## Task
Once you have read the records below, write them all out exactly as given.
─── Input records ───
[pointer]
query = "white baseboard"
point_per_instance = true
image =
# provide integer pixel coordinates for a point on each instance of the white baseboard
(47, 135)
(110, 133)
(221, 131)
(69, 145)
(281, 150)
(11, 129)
───
## Solution for this problem
[pointer]
query = "white baseboard"
point_per_instance = true
image =
# provide integer pixel coordinates for a point on each instance of the white baseboard
(47, 135)
(110, 133)
(221, 131)
(69, 145)
(281, 150)
(11, 129)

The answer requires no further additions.